(Data for this task begins)

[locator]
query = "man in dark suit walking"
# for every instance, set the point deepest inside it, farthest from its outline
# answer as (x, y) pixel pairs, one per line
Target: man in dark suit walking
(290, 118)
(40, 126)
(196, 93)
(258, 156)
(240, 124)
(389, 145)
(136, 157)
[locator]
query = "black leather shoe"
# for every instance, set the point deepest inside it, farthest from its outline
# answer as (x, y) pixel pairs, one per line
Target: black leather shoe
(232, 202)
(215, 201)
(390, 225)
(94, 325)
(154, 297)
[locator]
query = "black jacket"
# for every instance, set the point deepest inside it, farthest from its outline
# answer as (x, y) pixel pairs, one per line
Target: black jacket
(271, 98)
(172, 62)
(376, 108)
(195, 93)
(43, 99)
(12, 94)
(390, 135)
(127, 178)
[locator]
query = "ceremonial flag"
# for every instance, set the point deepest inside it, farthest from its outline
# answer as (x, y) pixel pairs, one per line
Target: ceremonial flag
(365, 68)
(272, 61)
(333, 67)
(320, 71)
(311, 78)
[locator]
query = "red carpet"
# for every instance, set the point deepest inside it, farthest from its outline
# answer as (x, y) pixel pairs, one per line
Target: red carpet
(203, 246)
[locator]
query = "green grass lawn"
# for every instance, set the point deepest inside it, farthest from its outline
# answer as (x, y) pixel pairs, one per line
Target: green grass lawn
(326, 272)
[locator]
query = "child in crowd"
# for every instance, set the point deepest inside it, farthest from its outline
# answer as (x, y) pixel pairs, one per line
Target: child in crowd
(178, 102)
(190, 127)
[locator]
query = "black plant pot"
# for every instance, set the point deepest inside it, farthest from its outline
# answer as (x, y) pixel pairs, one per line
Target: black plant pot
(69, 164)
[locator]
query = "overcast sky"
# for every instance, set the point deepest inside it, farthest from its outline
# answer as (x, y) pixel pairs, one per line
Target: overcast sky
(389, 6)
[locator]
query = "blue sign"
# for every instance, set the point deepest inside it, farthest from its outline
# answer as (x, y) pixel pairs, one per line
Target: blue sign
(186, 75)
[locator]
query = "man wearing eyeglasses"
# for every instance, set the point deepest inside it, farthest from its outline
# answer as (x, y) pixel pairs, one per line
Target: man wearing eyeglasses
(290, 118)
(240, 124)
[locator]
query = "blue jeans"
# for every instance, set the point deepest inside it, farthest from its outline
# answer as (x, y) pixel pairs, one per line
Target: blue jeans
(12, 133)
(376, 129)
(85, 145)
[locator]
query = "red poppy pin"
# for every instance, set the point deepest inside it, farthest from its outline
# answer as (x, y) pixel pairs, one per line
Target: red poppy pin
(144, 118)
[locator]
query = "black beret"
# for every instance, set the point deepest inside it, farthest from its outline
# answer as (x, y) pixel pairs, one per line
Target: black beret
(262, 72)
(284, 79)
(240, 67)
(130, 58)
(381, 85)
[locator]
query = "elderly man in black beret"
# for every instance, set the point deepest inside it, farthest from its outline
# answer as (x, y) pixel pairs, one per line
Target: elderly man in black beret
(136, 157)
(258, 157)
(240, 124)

(Data for this task ends)

From the first line through the last, repeat the entries exactly.

--- Response area ---
[locator]
query = "man in dark suit walking"
# for every instance, set the point deepest inside it, farthest from its outline
# answer as (x, y) pixel pairs, one per line
Target: man in dark suit walking
(290, 118)
(40, 126)
(196, 93)
(258, 156)
(240, 124)
(389, 145)
(136, 157)
[locator]
query = "black leather shoe"
# for every instance, set the point deepest inside it, farthest from its outline
# answer as (x, y) pixel pairs, one per line
Target: black leather shoe
(232, 202)
(215, 201)
(390, 225)
(94, 325)
(154, 297)
[locator]
query = "black jacket"
# for every instance, set the point deepest inside it, farthest from its outline
# answer as (x, y) pixel pairs, one per line
Target: black jacket
(271, 98)
(172, 62)
(376, 108)
(195, 93)
(43, 99)
(12, 94)
(390, 135)
(127, 178)
[locator]
query = "ceremonial flag"
# for every instance, set the point deepest inside it, farthest from its outline
# answer as (x, y) pixel pairs, one per line
Target: ceremonial flag
(365, 68)
(272, 61)
(333, 67)
(320, 71)
(311, 78)
[locator]
query = "red carpet"
# for every instance, set the point deepest inside it, farthest from its outline
# answer as (x, y) pixel pairs, one per line
Target: red carpet
(203, 246)
[locator]
query = "green grass lawn"
# for every instance, set the point deepest inside it, farthest from its outline
# answer as (x, y) pixel pairs, one per line
Target: green grass lawn
(326, 272)
[locator]
query = "child in crowd"
# for every instance, set the point deepest inside it, farthest from its outline
# answer as (x, y) pixel pairs, one per line
Target: child in crowd
(178, 102)
(190, 127)
[locator]
query = "black plant pot"
# for every instance, set the point deepest inside it, farthest from its outline
# answer as (x, y) pixel pairs, one per line
Target: black plant pot
(69, 164)
[locator]
query = "overcast sky"
# for every instance, set the point deepest inside it, farthest from its outline
# answer as (x, y) pixel pairs, one per line
Target: overcast sky
(389, 6)
[locator]
query = "blue sign"
# for every instance, set the point deepest inside it, farthest from its outline
# answer as (x, y) pixel pairs, one per line
Target: blue sign
(186, 75)
[locator]
query = "man wearing eyeglasses"
# for every instance, set the point deepest inside it, farthest from its outline
# answer as (x, y) pixel pairs, one per line
Target: man wearing eyeglasses
(290, 118)
(240, 124)
[locator]
query = "blue jeans"
# for every instance, set the point deepest inside it, farthest from its outline
# answer as (x, y) pixel pairs, one per line
Target: blue jeans
(12, 133)
(376, 129)
(85, 145)
[locator]
query = "red poppy pin"
# for every instance, set the point deepest inside it, farthest from its outline
# answer as (x, y) pixel pairs, one per line
Target: red poppy pin
(144, 118)
[locator]
query = "black beret"
# for every instance, set the point deepest inside it, farthest from its outline
# answer as (x, y) pixel pairs, one per line
Target: black beret
(262, 72)
(284, 79)
(240, 67)
(130, 58)
(381, 85)
[locator]
query = "elderly man in black beret"
# for every instance, set the point deepest inside it, farthest from its outline
# answer as (x, y) pixel pairs, one per line
Target: elderly man in black beret
(136, 157)
(258, 157)
(240, 124)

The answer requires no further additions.